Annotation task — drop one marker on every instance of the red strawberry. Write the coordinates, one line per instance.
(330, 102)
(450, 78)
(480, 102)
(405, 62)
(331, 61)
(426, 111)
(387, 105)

(Problem statement)
Repeat every item above word for word, keeping each line as it appears.

(Answer in full)
Annotation task — drop one marker on every instance of the red strawberry. Write the coordinates, one line per instance.
(330, 102)
(450, 78)
(480, 102)
(405, 62)
(331, 61)
(426, 111)
(387, 105)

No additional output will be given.